**Problem description**
For the data below, work out how many lines contain the word "above" and supply only that number.

[Stored items]
------------------------
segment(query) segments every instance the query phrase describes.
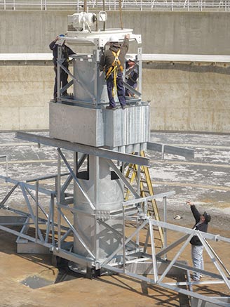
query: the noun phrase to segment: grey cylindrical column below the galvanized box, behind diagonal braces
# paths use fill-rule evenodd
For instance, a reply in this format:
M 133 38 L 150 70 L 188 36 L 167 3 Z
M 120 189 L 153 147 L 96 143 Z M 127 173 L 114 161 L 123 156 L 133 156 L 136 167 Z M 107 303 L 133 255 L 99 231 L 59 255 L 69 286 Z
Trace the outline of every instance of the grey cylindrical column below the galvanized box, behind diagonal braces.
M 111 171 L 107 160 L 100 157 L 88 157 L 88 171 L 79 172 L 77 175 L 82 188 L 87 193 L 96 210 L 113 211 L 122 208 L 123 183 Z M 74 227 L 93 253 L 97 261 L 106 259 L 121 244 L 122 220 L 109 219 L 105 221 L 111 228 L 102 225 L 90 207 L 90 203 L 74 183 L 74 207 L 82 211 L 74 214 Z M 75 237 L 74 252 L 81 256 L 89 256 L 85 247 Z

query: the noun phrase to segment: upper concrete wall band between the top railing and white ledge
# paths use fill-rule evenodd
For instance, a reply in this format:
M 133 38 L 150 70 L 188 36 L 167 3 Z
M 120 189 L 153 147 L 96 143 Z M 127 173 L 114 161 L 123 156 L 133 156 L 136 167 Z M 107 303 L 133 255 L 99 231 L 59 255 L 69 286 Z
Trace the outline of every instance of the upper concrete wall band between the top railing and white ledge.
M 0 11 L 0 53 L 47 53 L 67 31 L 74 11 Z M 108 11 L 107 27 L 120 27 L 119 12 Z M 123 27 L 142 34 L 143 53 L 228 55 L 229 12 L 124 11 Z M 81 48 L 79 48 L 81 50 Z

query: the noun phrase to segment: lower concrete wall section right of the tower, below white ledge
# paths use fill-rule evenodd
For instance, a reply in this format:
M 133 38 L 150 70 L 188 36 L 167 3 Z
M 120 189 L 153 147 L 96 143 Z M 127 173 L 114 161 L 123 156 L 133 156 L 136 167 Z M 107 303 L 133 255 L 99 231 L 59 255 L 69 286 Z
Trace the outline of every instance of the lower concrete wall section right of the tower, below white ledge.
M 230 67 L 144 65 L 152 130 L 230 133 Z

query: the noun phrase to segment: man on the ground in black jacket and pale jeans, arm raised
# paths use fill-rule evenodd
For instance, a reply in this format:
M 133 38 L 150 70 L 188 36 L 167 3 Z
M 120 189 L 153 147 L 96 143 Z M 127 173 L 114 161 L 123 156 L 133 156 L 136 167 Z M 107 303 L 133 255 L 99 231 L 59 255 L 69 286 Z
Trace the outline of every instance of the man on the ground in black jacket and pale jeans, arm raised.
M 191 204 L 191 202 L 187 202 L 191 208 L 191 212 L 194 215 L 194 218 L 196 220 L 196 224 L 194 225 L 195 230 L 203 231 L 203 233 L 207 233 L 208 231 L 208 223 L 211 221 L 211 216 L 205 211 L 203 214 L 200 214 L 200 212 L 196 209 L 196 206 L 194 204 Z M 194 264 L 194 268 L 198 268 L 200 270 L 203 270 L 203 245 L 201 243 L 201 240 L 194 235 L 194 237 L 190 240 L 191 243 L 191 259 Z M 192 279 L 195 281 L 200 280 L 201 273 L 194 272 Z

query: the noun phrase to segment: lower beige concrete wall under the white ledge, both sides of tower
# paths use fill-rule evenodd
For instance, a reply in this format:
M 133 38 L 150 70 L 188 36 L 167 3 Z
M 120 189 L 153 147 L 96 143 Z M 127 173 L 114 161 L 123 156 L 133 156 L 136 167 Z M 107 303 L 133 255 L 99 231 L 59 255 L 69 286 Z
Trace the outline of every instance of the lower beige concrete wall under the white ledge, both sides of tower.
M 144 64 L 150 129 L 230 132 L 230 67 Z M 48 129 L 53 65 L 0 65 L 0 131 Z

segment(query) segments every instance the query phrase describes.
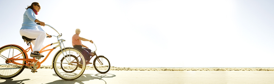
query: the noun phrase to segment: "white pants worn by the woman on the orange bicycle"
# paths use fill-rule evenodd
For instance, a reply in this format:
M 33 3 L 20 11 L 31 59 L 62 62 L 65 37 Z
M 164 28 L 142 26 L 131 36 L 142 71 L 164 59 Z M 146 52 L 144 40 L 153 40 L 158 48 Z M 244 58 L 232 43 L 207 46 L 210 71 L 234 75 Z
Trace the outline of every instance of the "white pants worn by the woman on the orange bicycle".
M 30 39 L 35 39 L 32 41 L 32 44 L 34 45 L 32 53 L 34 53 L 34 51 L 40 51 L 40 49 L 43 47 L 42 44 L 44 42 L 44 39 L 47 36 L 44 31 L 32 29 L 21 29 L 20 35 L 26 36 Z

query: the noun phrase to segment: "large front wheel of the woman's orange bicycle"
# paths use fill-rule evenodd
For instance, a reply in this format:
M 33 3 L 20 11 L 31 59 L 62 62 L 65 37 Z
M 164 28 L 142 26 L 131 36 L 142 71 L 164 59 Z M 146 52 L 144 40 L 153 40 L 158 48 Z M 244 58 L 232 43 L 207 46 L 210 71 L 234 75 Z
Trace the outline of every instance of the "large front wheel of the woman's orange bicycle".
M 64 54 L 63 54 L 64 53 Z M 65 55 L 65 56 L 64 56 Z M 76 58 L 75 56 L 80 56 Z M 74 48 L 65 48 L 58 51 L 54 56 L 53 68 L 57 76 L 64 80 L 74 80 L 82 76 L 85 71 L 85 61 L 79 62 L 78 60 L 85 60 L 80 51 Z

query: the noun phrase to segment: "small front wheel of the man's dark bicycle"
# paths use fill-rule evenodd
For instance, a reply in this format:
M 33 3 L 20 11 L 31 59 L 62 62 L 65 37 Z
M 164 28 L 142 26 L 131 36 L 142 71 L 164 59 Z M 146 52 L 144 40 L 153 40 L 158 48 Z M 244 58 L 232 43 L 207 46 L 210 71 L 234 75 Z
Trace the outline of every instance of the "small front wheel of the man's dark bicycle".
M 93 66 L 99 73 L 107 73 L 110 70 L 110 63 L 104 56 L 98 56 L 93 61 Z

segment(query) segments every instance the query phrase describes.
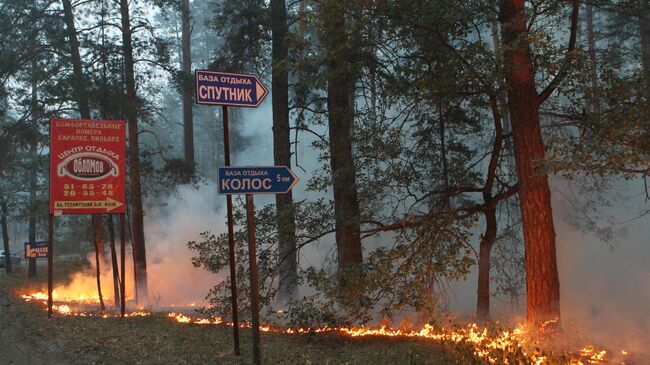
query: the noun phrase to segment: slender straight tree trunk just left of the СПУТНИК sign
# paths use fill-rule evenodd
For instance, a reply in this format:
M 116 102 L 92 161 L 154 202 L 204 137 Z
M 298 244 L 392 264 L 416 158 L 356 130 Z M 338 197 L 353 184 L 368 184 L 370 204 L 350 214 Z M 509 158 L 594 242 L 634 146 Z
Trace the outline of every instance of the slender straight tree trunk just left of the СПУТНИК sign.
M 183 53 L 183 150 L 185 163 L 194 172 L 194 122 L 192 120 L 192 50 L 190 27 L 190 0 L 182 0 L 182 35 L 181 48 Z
------------------------
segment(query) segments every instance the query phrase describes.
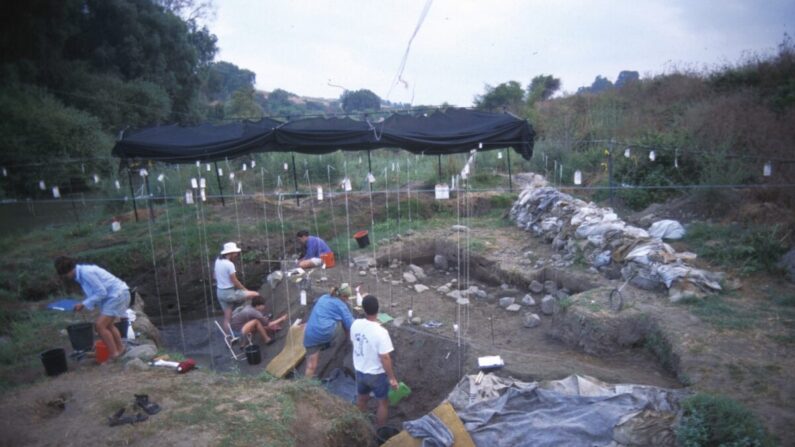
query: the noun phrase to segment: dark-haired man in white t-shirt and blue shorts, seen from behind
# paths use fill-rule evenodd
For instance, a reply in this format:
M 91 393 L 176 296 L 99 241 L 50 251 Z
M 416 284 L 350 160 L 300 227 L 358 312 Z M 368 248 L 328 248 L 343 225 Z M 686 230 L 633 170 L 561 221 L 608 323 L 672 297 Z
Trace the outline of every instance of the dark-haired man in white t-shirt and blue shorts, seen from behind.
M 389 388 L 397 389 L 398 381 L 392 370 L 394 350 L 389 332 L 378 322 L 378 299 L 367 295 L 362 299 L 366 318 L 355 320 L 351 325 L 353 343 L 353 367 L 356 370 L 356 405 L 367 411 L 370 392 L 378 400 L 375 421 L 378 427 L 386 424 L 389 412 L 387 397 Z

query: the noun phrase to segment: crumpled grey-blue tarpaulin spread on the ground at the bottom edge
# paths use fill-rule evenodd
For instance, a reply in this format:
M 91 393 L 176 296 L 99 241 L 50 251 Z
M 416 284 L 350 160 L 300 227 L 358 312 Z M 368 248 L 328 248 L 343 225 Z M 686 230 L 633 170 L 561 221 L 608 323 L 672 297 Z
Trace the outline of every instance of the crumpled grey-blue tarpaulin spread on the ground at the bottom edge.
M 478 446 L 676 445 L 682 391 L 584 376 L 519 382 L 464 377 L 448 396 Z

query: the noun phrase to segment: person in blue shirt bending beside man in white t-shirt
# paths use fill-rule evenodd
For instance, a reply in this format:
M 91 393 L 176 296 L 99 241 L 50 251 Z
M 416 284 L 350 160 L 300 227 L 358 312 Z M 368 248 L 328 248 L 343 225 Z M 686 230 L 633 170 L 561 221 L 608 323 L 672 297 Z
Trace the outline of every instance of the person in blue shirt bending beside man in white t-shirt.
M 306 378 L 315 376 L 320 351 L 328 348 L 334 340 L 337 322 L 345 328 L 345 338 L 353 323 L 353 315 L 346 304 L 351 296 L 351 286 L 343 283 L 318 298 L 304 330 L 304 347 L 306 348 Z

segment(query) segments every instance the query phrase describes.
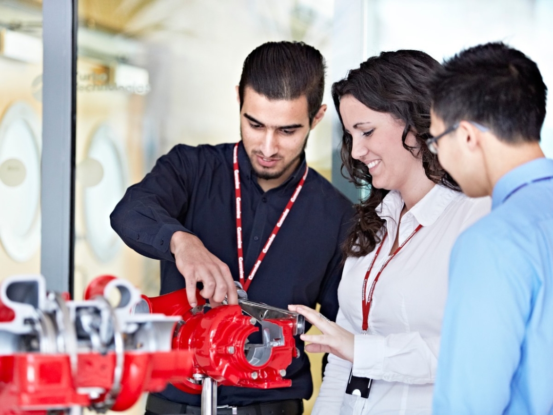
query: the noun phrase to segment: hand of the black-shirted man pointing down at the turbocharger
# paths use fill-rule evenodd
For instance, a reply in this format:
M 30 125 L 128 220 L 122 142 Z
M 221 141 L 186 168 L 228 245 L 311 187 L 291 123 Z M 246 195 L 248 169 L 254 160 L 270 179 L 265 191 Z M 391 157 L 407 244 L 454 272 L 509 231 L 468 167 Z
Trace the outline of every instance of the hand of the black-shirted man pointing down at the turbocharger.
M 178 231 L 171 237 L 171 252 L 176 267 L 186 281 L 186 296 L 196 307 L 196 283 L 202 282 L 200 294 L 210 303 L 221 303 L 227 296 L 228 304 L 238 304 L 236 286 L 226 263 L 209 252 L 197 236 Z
------------------------
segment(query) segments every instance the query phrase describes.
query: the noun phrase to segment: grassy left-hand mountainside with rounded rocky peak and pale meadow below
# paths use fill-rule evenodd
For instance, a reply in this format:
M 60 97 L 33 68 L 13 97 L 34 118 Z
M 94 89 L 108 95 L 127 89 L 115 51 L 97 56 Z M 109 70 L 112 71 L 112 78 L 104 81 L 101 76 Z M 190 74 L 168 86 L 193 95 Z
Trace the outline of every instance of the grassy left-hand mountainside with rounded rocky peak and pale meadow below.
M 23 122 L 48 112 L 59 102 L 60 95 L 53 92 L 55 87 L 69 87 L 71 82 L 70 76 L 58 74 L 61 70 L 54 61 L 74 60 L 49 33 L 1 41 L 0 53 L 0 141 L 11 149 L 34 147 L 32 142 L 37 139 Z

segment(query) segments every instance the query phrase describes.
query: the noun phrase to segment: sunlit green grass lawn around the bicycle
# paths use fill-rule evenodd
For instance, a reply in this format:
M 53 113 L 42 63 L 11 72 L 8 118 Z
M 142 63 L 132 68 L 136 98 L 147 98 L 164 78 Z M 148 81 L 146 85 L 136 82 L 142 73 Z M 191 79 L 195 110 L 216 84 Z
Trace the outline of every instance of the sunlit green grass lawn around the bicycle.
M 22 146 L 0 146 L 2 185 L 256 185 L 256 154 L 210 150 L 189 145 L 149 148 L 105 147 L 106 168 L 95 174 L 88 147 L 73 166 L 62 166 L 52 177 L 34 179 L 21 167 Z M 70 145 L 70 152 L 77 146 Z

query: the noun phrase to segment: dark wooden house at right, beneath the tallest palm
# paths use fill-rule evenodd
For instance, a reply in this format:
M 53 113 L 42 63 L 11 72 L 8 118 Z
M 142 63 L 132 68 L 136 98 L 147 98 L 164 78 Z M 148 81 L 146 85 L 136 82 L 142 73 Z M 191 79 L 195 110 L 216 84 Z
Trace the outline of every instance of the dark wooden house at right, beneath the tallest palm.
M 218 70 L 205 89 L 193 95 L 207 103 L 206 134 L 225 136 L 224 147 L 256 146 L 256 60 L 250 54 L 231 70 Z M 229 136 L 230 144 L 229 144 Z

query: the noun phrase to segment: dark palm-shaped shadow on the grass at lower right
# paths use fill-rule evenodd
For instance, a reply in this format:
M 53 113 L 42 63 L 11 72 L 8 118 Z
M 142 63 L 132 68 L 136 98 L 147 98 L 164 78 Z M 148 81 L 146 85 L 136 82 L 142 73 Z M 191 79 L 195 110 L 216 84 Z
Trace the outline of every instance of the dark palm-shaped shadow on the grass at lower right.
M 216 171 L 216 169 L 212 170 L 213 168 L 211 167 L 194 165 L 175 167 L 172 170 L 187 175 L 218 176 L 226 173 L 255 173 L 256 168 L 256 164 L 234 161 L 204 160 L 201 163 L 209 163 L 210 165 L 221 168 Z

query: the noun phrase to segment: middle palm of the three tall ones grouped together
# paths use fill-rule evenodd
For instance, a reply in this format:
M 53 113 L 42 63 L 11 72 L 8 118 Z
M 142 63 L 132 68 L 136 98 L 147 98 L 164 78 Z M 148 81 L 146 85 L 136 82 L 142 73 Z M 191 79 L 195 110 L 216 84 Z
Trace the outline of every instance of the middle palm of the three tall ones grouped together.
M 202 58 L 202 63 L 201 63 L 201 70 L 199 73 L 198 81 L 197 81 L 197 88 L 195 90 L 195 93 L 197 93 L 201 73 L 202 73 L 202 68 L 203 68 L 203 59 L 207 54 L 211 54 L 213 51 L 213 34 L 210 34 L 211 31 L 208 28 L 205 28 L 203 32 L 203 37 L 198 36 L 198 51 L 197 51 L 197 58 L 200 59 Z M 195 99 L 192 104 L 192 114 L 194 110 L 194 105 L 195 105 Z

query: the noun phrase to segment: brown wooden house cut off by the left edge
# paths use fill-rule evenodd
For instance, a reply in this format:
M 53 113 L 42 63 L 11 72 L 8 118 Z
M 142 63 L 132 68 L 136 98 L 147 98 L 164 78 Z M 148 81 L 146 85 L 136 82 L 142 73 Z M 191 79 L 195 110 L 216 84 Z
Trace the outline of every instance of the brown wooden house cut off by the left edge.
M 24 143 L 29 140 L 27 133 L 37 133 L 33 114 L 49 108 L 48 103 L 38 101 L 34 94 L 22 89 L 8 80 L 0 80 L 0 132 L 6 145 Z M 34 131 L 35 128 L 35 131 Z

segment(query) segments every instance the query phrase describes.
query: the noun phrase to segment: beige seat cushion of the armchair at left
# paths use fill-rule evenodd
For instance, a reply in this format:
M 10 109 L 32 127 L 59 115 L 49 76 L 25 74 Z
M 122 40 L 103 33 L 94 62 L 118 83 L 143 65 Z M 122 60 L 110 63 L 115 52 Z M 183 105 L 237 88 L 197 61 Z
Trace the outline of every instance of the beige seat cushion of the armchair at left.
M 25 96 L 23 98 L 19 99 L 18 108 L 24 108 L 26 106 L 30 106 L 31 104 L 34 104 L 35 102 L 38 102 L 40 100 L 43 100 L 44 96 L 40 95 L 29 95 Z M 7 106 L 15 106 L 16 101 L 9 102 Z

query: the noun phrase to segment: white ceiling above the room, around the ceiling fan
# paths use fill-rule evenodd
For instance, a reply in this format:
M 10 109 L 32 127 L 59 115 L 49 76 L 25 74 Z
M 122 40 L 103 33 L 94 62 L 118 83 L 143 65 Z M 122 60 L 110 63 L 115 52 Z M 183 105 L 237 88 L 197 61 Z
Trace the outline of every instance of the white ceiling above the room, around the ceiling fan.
------------------------
**Written solution**
2